Nous sommes à la Garde nationale nichée au sein de l’École militaire à Paris et j’ai la joie de m’entretenir avec la générale Karine LEJEUNE, Secrétaire générale adjointe de la Garde nationale (SGGN), Secrétaire générale adjointe du conseil supérieur de la réserve militaire (CSRM).
Un café sympathique informel un jour de printemps ensoleillé qui fait suite au PDSF2025 où j’avais pris le soin de participer à la table ronde animée par Catherine BOURDES-FAURY, Commissaire générale, Haute fonctionnaire à l’égalité des droits, Directrice de projet Mixité, au ministère des Armées sur la thématique Défense et sécurité : quelle (s) stratégie (s) pour le leadership féminin ?
Bonjour Karine,
Tout d’abord, quelles sont vos missions à la Garde nationale ?
J’ai rejoint la Garde nationale le 1ᵉʳ septembre 2024. Lors de mon passage au cabinet du ministre des Armées, comme conseillère gendarmerie, j’ai eu l’opportunité de suivre le sujet des réserves, notamment la réserve opérationnelle gendarmerie qui est une réserve militaire, et qui fait partie des dix composantes que labellise la Garde nationale.
La mission principale du Secrétariat général de la Garde nationale (SGGN) est de promouvoir l’engagement citoyen au sein des réserves opérationnelles du ministère des Armées et du ministère de l’Intérieur (pour la police et la gendarmerie), notamment en facilitant l’employabilité des réservistes par des signatures de conventions de partenariat.
Ces conventions avec les employeurs des réservistes leur permettent de réaliser des jours de réserve sur leur temps d’activité professionnelle, avec maintien total ou partiel de leur rémuneration. Cette mission est assumée par le SGGN depuis 2016 suite aux attentats qui avaient endeuillé la France. A noter que depuis sa création, la Garde nationale a signé près de 1 300 conventions de partenariats, dont près des deux tiers ont été passées avec des entreprises privées, qu’elles soient de petite ou de très grande taille.
Tous secteurs confondus ?
Tous secteurs confondus. Depuis 2022, le travail prospectif de la Garde nationale s’est recentré notamment sur des secteurs économiques qui apportent une manne particulière aux armées, directions et services. Ainsi, nous ciblons plutôt des entreprises qui sont sur des domaines de souveraineté: la logistique, l’énergie, les transports, l’alimentation,
les nouvelles technologies, l’Intelligence Artificielle, la santé…
Nous travaillons tout particulièrement ces filières professionnelles pour que les réservistes qui vont rejoindre les rangs des armées, de la police, de la gendarmerie aient des technicités, des compétences utiles si l’on devait rentrer en période de crise plus intense. Ils pourraient ainsi venir soutenir les forces de sécurité intérieure ou les forces armées.
Quelles sont vos actualités en 2025 ?

■ Consigne: Recopiez fidèlement le passage de l'entretien qui commence par les mots « J’ai rejoint la » et se termine par « conventions de partenariat. ». Ces items n'ont aucun lien avec l'entretien.

■ Items enregistrés du jeu de données:
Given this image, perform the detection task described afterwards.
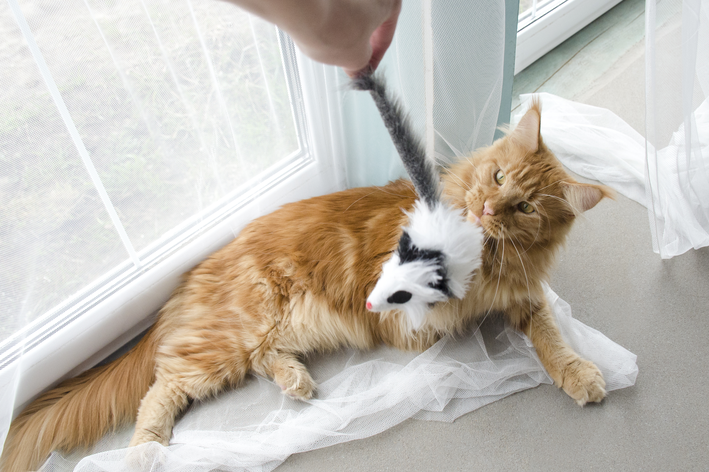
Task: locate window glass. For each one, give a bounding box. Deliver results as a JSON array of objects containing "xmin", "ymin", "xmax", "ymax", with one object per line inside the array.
[{"xmin": 0, "ymin": 0, "xmax": 304, "ymax": 343}]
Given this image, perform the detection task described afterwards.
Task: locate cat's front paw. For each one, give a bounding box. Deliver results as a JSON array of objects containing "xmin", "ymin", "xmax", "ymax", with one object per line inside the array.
[{"xmin": 561, "ymin": 358, "xmax": 606, "ymax": 406}]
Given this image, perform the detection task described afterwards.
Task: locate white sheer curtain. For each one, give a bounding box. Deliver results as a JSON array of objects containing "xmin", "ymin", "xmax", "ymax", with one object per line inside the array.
[
  {"xmin": 2, "ymin": 0, "xmax": 637, "ymax": 471},
  {"xmin": 520, "ymin": 0, "xmax": 709, "ymax": 258}
]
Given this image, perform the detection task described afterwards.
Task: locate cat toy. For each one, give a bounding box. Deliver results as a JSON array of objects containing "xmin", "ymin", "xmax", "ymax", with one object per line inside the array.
[{"xmin": 352, "ymin": 74, "xmax": 483, "ymax": 330}]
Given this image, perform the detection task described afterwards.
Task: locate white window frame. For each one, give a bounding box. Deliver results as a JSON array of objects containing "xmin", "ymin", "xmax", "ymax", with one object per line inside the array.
[
  {"xmin": 515, "ymin": 0, "xmax": 621, "ymax": 75},
  {"xmin": 0, "ymin": 33, "xmax": 346, "ymax": 415}
]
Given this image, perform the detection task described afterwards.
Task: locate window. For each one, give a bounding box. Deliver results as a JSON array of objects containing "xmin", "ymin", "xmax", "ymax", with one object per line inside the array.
[
  {"xmin": 0, "ymin": 0, "xmax": 342, "ymax": 403},
  {"xmin": 515, "ymin": 0, "xmax": 620, "ymax": 74}
]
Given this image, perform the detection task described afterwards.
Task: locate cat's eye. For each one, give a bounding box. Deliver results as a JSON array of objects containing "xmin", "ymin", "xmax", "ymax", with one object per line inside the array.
[
  {"xmin": 517, "ymin": 202, "xmax": 534, "ymax": 214},
  {"xmin": 495, "ymin": 170, "xmax": 505, "ymax": 185},
  {"xmin": 387, "ymin": 290, "xmax": 412, "ymax": 305}
]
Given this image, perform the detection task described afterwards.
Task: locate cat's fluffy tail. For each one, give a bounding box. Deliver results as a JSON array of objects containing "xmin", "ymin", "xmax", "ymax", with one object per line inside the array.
[{"xmin": 0, "ymin": 328, "xmax": 157, "ymax": 472}]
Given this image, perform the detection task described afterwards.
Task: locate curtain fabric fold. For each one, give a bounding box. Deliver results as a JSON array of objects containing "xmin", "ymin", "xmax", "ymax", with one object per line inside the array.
[{"xmin": 516, "ymin": 0, "xmax": 709, "ymax": 259}]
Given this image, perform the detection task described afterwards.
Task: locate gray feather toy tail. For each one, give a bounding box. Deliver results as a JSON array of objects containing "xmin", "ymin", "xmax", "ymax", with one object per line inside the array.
[{"xmin": 352, "ymin": 74, "xmax": 440, "ymax": 208}]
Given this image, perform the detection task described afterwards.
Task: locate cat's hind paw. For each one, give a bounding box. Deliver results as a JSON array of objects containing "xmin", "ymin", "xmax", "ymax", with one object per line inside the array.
[
  {"xmin": 561, "ymin": 358, "xmax": 606, "ymax": 406},
  {"xmin": 276, "ymin": 364, "xmax": 315, "ymax": 401}
]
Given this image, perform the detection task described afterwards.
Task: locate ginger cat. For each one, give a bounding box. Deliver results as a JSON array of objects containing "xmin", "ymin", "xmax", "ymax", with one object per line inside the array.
[{"xmin": 2, "ymin": 98, "xmax": 610, "ymax": 472}]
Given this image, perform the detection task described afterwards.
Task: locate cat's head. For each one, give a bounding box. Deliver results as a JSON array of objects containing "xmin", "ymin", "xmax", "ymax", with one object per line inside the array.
[{"xmin": 444, "ymin": 100, "xmax": 612, "ymax": 250}]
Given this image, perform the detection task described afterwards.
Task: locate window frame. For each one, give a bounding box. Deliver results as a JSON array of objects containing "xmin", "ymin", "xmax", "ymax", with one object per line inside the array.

■ Corrigé:
J’ai rejoint la Garde nationale le 1ᵉʳ septembre 2024. Lors de mon passage au cabinet du ministre des Armées, comme conseillère gendarmerie, j’ai eu l’opportunité de suivre le sujet des réserves, notamment la réserve opérationnelle gendarmerie qui est une réserve militaire, et qui fait partie des dix composantes que labellise la Garde nationale.
La mission principale du Secrétariat général de la Garde nationale (SGGN) est de promouvoir l’engagement citoyen au sein des réserves opérationnelles du ministère des Armées et du ministère de l’Intérieur (pour la police et la gendarmerie), notamment en facilitant l’employabilité des réservistes par des signatures de conventions de partenariat.